AUFGABENSTELLUNG ▸
Beantworten Sie anhand der Buchrezension folgende Fragen:
1. Zu welchem Preis ist das Ratgeberheftchen erhältlich, das Nachum bestellt?
2. Wie viele Kurzgeschichten umfasst der Band „Der Busfahrer, der Gott sein wollte“?
3. Was produziert der Autor außerdem?

EXTRAHIERTER TEXT ▸

──────

Eine Katze namens Rabin

Trockene, skurrile Szenen aus dem israelischen Alltag: Etgar Kerets Erzählungen „Der Busfahrer, der Gott sein wollte“ lassen ein bekanntes Terrain in neuem Licht erscheinen

Nachum, eine eher naiver und nicht so sehr heller Junge, schafft es, die Welt zu retten, und das zum läppischen Preis von 19,99 Schekel. So viel kostet ein Ratgeberheftchen, das einem angeblich den Sinn des Lebens erklären kann. Nachum bestellt die Broschüre und wird dafür von seinen Eltern und Freunden mit Häme übergossen. Aber nicht lange, denn für denselben Preis kann man sich noch darüber informieren, wie man seine Feinde für sich gewinnen kann. So schafft es Nachum tatsächlich, die Welt mit diesem Ratgeberheftchen in einen guten, friedlichen Ort zu verwandeln. Aber trotzdem hat Nachum am Schluss der Geschichte immer noch eine Sorge.

Nachums Versuche, sein Glück zu suchen, sind ziemlich typisch für die Protagonisten der 48 Kurzgeschichten des israelischen Schriftstellers Etgar Keret, die auf Deutsch in dem Band „Der Busfahrer, der Gott sein wollte“ erschienen sind. Ihre Figuren glauben nicht an die großen Gesellschaftsentwürfe, seien sie nun politischer oder religiöser Art. Sie sehen wenig Sinn darin, die Last der Geschichte auf ihren Schultern zu tragen, und werden doch genau dazu immer wieder gezwungen. Wenn das Gute sich schon so selten blicken lässt, dann lässt Keret seine Figuren wenigstens das richtige Leben im falschen suchen. Und das ist auch kein Wunder, sind seine Geschichten doch stark von den israelischen Realitäten inspiriert. Es geht um Araber, Rassismus, Pubertätserlebnisse von Agentenkindern und um die Frage, ob man seine Katze nach dem ermordeten Ministerpräsidenten Rabin benennen darf.

Obwohl da zum Teil starker Tobak drin steckt, haben viele dieser Geschichten eine erstaunliche Leichtigkeit. Der Autor, der auch Comics und Drehbücher produziert, hat einen Blick auf die Dinge, der gleichzeitig charmant naiv und entwaffnend brutal ist. Er schafft es, vermeintlich bekannte Szenarien in einem ungewohnten Licht erscheinen zu lassen. Und obwohl er keinesfalls beschönigt, wirken seine wunderbar trockenen, skurrilen Geschichten erstaunlich optimistisch.

──────

BEREITGESTELLTES MATERIAL ▸
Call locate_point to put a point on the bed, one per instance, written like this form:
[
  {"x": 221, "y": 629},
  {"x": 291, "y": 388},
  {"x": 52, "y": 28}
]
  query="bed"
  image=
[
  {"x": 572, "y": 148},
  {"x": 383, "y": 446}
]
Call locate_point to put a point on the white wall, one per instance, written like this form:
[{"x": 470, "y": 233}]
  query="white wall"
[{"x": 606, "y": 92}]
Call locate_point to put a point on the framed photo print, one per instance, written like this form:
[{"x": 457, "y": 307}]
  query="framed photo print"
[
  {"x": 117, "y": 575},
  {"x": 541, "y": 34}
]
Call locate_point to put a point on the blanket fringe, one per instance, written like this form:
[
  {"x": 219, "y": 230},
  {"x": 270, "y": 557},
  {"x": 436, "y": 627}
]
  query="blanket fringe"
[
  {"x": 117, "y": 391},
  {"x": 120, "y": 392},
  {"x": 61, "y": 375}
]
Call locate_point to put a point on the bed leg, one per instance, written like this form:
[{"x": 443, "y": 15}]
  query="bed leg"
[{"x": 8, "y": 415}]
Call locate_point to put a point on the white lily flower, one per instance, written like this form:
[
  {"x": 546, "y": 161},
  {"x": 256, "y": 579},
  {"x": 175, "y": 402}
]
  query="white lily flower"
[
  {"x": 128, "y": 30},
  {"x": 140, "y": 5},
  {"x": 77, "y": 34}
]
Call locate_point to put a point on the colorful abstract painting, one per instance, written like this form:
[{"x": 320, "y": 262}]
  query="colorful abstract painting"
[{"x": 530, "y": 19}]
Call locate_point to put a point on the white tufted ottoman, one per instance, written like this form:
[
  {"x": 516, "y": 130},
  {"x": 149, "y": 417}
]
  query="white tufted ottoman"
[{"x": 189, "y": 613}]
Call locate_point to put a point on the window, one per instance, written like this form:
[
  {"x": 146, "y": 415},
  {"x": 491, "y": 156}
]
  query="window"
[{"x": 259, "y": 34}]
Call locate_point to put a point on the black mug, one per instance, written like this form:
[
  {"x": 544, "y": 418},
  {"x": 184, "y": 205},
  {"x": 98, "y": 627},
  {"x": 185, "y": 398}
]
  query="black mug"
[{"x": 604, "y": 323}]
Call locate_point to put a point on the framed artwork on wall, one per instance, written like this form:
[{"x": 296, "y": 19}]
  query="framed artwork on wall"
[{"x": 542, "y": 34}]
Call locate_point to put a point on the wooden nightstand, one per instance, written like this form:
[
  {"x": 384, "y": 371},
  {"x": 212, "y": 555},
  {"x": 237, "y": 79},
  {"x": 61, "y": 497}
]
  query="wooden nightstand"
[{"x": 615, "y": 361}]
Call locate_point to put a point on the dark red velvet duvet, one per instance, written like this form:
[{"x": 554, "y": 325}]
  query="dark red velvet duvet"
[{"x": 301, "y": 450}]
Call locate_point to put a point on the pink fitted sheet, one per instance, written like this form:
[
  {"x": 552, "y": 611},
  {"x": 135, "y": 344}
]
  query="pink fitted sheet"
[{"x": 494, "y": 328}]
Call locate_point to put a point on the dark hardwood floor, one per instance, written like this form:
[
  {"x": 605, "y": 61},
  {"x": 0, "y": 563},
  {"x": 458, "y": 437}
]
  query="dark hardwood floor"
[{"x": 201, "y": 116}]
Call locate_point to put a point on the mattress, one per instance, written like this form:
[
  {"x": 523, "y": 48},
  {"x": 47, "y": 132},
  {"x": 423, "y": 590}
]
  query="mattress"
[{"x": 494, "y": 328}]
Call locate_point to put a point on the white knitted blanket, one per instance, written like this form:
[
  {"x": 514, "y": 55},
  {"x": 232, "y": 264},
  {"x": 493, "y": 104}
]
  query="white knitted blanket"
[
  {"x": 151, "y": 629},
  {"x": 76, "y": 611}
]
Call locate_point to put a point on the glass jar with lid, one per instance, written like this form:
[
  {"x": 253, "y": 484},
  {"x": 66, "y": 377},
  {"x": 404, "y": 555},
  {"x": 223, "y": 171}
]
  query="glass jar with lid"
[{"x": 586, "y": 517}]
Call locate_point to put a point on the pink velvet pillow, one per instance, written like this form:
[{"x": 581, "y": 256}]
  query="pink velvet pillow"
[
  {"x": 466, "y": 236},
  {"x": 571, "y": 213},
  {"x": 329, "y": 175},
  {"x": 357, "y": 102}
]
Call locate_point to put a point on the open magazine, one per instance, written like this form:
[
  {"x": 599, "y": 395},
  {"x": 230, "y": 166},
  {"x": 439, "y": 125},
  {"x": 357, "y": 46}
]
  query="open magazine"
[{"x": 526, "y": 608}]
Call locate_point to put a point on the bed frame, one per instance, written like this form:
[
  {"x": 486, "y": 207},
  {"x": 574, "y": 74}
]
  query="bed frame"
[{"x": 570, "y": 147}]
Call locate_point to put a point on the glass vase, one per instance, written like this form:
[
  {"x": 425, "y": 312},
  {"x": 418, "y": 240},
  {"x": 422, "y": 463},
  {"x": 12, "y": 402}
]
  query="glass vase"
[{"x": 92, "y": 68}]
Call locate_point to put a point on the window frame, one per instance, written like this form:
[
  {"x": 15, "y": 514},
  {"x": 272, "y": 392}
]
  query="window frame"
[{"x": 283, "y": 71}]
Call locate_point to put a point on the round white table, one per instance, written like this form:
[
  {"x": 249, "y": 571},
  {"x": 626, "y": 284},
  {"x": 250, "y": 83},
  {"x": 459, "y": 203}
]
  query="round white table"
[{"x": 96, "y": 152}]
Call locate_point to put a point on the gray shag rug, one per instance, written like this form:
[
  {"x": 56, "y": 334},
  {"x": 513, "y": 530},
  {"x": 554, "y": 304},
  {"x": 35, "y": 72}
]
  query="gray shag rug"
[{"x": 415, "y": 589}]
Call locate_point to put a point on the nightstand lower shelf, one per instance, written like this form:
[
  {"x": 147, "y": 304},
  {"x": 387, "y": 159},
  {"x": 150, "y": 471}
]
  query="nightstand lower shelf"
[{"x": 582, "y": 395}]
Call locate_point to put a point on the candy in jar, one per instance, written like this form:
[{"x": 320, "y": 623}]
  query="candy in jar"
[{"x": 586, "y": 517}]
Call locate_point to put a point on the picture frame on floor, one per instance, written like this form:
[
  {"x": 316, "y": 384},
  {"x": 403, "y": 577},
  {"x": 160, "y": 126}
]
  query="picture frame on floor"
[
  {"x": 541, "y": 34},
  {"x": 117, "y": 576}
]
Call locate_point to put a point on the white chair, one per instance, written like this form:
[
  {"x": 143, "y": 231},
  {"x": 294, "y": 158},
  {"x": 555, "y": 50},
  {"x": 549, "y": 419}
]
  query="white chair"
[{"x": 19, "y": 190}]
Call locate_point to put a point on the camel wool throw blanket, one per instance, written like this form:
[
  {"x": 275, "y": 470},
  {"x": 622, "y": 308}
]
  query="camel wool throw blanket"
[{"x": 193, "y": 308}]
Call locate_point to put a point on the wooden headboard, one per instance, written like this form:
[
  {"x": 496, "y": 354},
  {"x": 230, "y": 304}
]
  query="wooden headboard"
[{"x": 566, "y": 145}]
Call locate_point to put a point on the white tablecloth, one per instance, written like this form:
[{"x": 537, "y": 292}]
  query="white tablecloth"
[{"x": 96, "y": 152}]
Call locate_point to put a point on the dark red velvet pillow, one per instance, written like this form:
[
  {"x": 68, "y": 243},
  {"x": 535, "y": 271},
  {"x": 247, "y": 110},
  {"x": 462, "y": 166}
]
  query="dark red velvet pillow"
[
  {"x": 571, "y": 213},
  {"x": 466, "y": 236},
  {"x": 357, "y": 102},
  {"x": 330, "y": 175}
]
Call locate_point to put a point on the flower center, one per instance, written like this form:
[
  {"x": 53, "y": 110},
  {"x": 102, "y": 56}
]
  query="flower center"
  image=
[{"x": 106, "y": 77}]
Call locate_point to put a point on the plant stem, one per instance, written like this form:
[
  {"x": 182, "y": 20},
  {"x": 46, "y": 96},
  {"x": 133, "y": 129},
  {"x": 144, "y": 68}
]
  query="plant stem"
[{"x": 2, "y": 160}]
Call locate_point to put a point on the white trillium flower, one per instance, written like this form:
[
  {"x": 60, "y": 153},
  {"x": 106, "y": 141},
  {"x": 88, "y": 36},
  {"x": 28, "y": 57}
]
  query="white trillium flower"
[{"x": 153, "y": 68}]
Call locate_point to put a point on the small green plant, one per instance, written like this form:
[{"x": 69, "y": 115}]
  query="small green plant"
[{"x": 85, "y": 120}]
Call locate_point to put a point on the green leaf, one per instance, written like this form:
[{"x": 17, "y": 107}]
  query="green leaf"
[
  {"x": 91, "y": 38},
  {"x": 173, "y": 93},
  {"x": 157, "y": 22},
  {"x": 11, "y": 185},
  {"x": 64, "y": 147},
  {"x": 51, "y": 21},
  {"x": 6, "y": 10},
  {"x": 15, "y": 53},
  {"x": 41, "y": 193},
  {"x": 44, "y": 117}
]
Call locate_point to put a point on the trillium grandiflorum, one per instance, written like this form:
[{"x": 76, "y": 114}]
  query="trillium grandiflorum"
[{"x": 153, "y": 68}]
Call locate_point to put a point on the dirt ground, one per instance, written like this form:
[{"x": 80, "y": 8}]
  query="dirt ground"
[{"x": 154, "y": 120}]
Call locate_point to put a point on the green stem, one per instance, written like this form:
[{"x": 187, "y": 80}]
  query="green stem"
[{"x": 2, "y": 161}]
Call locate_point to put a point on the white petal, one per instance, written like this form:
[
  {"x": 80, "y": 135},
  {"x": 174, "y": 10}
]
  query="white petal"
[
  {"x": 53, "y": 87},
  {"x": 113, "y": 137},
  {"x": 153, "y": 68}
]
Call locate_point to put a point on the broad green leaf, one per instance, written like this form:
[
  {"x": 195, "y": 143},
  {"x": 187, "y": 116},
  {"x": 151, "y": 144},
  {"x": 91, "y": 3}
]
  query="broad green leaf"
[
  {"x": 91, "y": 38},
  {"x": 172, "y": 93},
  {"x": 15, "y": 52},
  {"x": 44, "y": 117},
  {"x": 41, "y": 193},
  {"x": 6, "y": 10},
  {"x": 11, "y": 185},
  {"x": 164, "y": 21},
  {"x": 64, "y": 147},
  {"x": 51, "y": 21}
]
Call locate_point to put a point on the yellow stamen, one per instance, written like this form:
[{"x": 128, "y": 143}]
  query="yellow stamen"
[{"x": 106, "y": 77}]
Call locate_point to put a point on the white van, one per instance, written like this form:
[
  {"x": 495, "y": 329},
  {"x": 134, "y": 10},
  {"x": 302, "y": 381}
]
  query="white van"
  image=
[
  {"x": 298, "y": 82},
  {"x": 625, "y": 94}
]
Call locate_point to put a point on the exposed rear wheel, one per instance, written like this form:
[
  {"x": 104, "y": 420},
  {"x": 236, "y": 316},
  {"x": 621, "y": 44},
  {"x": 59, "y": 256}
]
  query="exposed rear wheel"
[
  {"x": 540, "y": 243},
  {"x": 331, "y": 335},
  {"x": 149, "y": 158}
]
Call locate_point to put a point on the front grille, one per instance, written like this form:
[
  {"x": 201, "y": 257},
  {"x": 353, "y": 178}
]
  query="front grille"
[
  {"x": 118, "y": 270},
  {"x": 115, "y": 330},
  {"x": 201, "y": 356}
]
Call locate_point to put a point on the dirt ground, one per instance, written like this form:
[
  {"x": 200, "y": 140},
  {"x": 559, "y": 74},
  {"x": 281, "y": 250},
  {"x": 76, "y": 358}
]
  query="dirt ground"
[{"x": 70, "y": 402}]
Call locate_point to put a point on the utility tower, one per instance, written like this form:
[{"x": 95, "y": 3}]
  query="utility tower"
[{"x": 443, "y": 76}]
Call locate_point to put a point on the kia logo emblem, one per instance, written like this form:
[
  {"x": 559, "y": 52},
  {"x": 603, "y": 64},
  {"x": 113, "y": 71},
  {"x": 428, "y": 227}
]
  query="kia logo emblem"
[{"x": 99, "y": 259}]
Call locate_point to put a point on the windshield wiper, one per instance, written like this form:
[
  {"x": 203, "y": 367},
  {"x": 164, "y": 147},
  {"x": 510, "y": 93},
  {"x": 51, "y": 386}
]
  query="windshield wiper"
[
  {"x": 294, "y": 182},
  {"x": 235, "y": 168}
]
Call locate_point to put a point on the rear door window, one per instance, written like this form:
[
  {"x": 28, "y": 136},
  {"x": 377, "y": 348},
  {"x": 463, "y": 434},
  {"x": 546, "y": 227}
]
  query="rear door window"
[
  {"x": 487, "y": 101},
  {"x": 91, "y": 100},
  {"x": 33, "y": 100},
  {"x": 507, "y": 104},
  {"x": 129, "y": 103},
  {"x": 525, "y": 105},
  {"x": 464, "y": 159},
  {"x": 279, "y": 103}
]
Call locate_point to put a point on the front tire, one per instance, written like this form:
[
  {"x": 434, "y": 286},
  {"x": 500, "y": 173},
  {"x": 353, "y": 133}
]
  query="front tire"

──────

SCHRIFTLICHE ANTWORT ▸
1. 19,99 Schekel
2. 48 Kurzgeschichten
3. Comics und Drehbücher